[Challenge]: Repeat, exactly and in full, the lines of the listing below, but without any pictures.

[Information provided]:
======
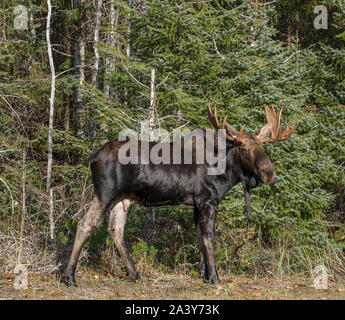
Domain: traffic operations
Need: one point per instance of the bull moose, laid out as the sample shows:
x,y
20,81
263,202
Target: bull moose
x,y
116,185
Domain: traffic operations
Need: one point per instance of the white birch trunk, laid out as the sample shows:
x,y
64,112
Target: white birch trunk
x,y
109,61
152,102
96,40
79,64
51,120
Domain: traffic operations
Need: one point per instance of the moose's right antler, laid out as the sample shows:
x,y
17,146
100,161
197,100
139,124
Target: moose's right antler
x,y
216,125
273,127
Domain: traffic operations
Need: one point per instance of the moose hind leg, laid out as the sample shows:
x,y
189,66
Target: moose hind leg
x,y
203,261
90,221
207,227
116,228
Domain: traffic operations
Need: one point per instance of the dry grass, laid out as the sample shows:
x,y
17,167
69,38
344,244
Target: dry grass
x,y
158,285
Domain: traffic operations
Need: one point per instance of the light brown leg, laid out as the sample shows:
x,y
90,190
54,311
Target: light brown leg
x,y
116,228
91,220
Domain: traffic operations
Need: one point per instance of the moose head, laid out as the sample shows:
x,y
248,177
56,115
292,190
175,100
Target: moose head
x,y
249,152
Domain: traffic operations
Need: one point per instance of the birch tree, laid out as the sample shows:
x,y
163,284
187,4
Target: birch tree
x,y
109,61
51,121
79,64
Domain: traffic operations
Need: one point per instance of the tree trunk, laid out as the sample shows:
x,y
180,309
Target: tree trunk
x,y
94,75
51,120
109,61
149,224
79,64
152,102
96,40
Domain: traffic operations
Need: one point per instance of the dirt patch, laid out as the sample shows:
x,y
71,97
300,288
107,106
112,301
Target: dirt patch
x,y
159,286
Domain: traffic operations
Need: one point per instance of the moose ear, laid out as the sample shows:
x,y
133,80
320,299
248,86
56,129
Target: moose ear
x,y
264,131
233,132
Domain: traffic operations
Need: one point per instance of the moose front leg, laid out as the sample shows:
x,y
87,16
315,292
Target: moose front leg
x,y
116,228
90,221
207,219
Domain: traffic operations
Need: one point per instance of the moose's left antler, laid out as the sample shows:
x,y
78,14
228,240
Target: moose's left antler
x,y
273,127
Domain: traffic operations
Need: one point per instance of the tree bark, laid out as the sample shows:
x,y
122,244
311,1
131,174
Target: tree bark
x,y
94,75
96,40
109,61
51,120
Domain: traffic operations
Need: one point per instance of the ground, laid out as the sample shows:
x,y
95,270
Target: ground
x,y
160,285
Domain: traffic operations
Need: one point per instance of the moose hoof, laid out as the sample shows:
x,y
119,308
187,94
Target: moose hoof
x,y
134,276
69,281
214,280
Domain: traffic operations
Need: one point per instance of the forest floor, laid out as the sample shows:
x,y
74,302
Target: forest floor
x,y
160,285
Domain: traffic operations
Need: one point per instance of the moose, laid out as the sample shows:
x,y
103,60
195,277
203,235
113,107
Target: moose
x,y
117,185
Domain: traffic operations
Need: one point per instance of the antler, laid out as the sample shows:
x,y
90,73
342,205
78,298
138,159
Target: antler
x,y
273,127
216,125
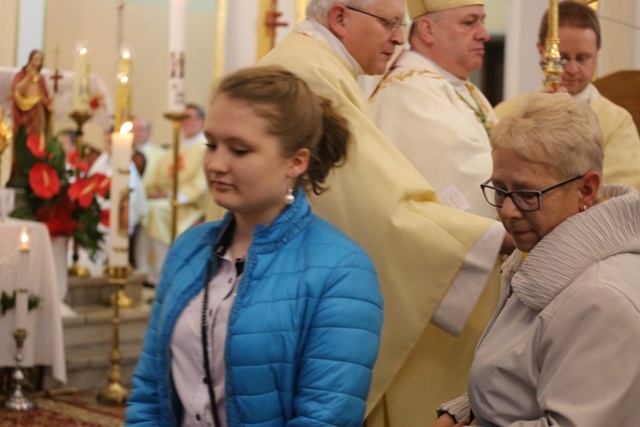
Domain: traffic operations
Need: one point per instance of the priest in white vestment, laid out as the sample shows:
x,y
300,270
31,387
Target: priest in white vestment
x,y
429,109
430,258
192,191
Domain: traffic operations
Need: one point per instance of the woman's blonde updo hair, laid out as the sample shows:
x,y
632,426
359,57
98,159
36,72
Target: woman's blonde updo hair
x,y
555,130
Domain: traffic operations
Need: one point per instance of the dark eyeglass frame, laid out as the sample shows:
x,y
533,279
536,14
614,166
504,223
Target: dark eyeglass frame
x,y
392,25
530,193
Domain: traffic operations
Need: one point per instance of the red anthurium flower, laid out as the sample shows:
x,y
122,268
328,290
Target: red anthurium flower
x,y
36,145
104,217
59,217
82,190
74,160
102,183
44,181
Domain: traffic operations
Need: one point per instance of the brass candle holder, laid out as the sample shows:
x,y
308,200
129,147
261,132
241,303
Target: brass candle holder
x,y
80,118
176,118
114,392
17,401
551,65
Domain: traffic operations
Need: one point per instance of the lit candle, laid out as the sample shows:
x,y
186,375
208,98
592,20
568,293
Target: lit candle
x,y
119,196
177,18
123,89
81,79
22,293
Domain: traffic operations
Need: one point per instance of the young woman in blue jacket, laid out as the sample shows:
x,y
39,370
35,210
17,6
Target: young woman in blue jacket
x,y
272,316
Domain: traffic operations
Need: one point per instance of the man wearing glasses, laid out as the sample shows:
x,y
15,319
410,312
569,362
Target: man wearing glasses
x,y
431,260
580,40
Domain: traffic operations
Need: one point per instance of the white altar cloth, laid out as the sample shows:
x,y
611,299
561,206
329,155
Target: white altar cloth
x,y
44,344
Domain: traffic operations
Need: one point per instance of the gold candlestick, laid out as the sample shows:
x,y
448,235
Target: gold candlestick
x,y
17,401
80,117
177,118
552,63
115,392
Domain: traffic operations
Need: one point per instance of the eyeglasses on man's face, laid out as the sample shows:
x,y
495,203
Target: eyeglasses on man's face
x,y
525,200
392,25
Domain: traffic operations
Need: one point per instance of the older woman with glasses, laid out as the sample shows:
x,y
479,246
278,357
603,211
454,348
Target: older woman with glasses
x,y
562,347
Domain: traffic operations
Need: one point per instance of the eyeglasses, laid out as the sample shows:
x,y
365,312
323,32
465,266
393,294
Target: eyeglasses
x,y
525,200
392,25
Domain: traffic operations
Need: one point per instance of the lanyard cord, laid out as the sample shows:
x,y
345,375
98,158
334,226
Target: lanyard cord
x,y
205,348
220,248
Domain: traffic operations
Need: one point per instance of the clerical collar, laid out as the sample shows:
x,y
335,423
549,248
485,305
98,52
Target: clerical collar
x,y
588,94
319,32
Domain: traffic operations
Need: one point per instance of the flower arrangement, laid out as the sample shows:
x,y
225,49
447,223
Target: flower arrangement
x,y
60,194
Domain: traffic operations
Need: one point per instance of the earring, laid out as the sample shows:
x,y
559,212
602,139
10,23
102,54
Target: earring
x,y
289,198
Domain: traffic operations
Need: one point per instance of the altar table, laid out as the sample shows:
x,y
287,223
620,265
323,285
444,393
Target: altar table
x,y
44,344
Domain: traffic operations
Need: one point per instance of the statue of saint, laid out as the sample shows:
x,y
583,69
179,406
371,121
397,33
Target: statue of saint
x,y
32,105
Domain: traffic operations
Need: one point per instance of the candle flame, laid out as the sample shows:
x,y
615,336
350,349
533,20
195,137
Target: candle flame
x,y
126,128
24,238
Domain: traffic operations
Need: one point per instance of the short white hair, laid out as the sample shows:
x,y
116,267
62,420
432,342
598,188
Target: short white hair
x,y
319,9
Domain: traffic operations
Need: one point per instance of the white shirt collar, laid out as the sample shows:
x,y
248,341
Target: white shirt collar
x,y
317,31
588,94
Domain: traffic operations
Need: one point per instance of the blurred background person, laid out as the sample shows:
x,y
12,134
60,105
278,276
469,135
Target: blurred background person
======
[Written response]:
Domain: traffic operations
Need: one point per instance of the bull moose, laid out as the sample shows:
x,y
20,81
263,202
Target: bull moose
x,y
116,185
Domain: traffic operations
Need: one point per instance of the white birch trunk, laid out as the sample shows:
x,y
64,112
Target: white birch trunk
x,y
109,61
152,102
96,40
79,64
51,120
Domain: traffic operations
Need: one point per instance of the moose's right antler, laid out as the sample shows:
x,y
17,146
100,161
197,100
139,124
Target: moose's right antler
x,y
216,125
273,127
Domain: traffic operations
Need: one point per instance of the moose hind leg, laid out as the sample shows:
x,y
189,66
Target: moose hind leg
x,y
203,261
90,221
207,227
116,228
Domain: traffic operations
Need: one point per instance of the dry grass, laid out as the sample shows:
x,y
17,167
69,38
344,244
Target: dry grass
x,y
158,285
Domain: traffic operations
Need: one point per instance of the light brown leg, laid out as the sample shows:
x,y
90,190
54,311
Target: light brown leg
x,y
116,228
91,220
Domain: traffic operations
Need: one point per instance of the moose head, laid out as the sample shows:
x,y
248,177
56,115
292,190
175,100
Target: moose head
x,y
249,152
Domain: traffic operations
Need: one point per instance of the birch tree, laid out as the sample shows:
x,y
163,284
187,4
Target: birch tree
x,y
109,61
51,121
79,64
Domain: traffic operations
Need: one point per instance of the tree trunk, laid out as the sample shows:
x,y
180,309
Target: tree trunk
x,y
94,75
51,120
109,61
149,224
79,64
152,102
96,40
Domain: traffic operations
Need: one point per instance of the dirt patch, laid out as the sample shows:
x,y
71,97
300,288
107,106
112,301
Target: dirt patch
x,y
159,286
Domain: traffic operations
Need: one point per instance of the moose ear, laid out as the sample shows:
x,y
133,80
320,299
248,86
56,129
Target: moose ear
x,y
264,131
233,132
Domain: traffic operations
Need: one point per instance of the moose front leg, laid out as the sample shows:
x,y
87,16
315,292
Target: moose front leg
x,y
116,228
90,221
207,219
Domain: traffic operations
Need: one point per instance of the moose's left antler, laid out as the sample shows:
x,y
78,14
228,240
Target: moose's left antler
x,y
273,127
Domain: traffic operations
Need: one point per instance of the tree bark, laid out as the sample shows:
x,y
122,244
311,1
131,174
Target: tree bark
x,y
94,75
96,40
109,61
51,120
Domain: traffic operations
Need: one point per instance of the ground, laid out as the sample shows:
x,y
95,270
Target: ground
x,y
160,285
Domain: traffic operations
Need: one point per instance of the moose hoof, laid out as the sample shows:
x,y
119,308
187,94
Target: moose hoof
x,y
134,276
69,281
214,280
Domain: traffic operations
Need: one point per instance of the forest floor, laid out as the sample shows:
x,y
74,302
Target: forest floor
x,y
160,285
Domain: traffic operations
Need: one point per instance of the moose, laid out as the sample shows:
x,y
103,60
195,277
203,235
113,107
Target: moose
x,y
117,185
Domain: traffic operations
Need: one point per instance of the antler, laid out as the sample shows:
x,y
90,73
342,205
78,298
138,159
Target: antler
x,y
273,127
216,125
Domain: traffic operations
Need: one point per instance of the priest in white vestment, laid out as the sample shows:
x,y
300,270
31,387
Target: priest in white vestment
x,y
429,109
430,258
192,191
Domain: traffic operations
Need: one point per instance of the woman's blonde updo hair, laid out as the sample shows:
x,y
632,426
359,57
98,159
36,72
Target: woman's blonde updo hair
x,y
555,130
Domain: traffic operations
Need: one point per instance of the dark eyeglass frame, laid out as the sample shows:
x,y
533,279
536,14
614,166
504,223
Target: dark eyeglass frame
x,y
392,25
530,193
Domain: traffic operations
Need: one point per instance of the red anthurium flower, laid out as the sample shows:
x,y
122,268
328,290
Target: red anthurium flower
x,y
36,145
104,217
59,217
82,190
74,160
102,183
44,181
Domain: traffic operations
Need: one point per instance of the brass candle holder, laid out as the sample shows:
x,y
308,200
129,147
261,132
241,303
Target: brass candle holder
x,y
80,118
176,118
114,392
17,401
551,65
Domain: traffic operations
Need: one point per instance of the lit candle, laid out as the sample shows:
x,y
186,375
208,98
592,20
568,293
Target: lit candle
x,y
119,196
177,18
123,89
81,79
22,293
Domain: traffic operations
Need: one point per instance of the young woman in blue jacket, laid out as the sample shows:
x,y
39,370
35,210
17,6
Target: young woman in blue jacket
x,y
272,316
Domain: traffic operations
Need: one point per instance of the man wearing glasses, laid out as the sample shows:
x,y
15,319
410,312
569,362
Target: man wearing glasses
x,y
431,260
580,40
Domain: traffic operations
Need: one point per instance of the white altar cloth, laid out as the sample shows:
x,y
611,299
561,206
329,155
Target: white altar cloth
x,y
44,344
Domain: traffic operations
Need: one point per instance of the gold candlestick, laid out as the sample shows:
x,y
448,235
Target: gold candlestick
x,y
17,401
80,117
177,118
552,63
115,392
Domain: traffic operations
Need: one point per instance of the eyeglasses on man's face, laid out as the sample shows:
x,y
495,203
Target: eyeglasses on man's face
x,y
525,200
392,25
Domain: traffic operations
Need: one point per instance of the older woman with glasses, laid out as the sample shows:
x,y
479,246
278,357
603,211
454,348
Target: older woman with glasses
x,y
562,347
Domain: traffic operations
Need: one point per instance of the eyeglasses, laid out as the sample shows:
x,y
365,312
323,32
465,266
393,294
Target: eyeglasses
x,y
525,200
392,25
Domain: traffic operations
Need: one point per instance of the lanyard cord, laid out as the sample shows:
x,y
345,375
98,158
334,226
Target: lanyard cord
x,y
205,348
220,248
Domain: traffic operations
Need: one point per instance of the clerical collar, laid out as the sample shows:
x,y
335,423
549,248
485,305
98,52
Target: clerical collar
x,y
588,94
319,32
Domain: traffic operations
Need: one point per instance of the flower arrangement, laid out as the sample shows:
x,y
225,49
447,223
Target: flower arrangement
x,y
60,194
Domain: traffic operations
Need: one point per instance of the earring, laid out as the sample shows:
x,y
559,212
602,139
10,23
102,54
Target: earring
x,y
289,198
Domain: traffic operations
Need: one point per instance of the altar table, laid out as the sample shows:
x,y
287,223
620,265
323,285
444,393
Target: altar table
x,y
44,344
Domain: traffic operations
Need: one point per instance of the statue of saint, laid out as the sample shows:
x,y
583,69
179,406
371,121
397,33
Target: statue of saint
x,y
32,105
Domain: traffic operations
Need: one point per instance of the candle flame, laid out as the sample shows:
x,y
615,336
350,349
533,20
195,137
Target: candle flame
x,y
126,128
24,238
Domain: traffic operations
Need: one point per instance of the short white hair, laid out as the sample shows:
x,y
116,267
62,420
432,342
598,188
Target: short white hair
x,y
319,9
Domain: traffic operations
Need: one point per instance of the white shirt collar, laid out as the sample shows:
x,y
248,341
Target: white shirt collar
x,y
317,31
588,94
Domain: traffic operations
Need: one point per instance of the blurred background person, laid out as the sample shows:
x,y
12,134
60,105
278,276
469,135
Target: blurred background person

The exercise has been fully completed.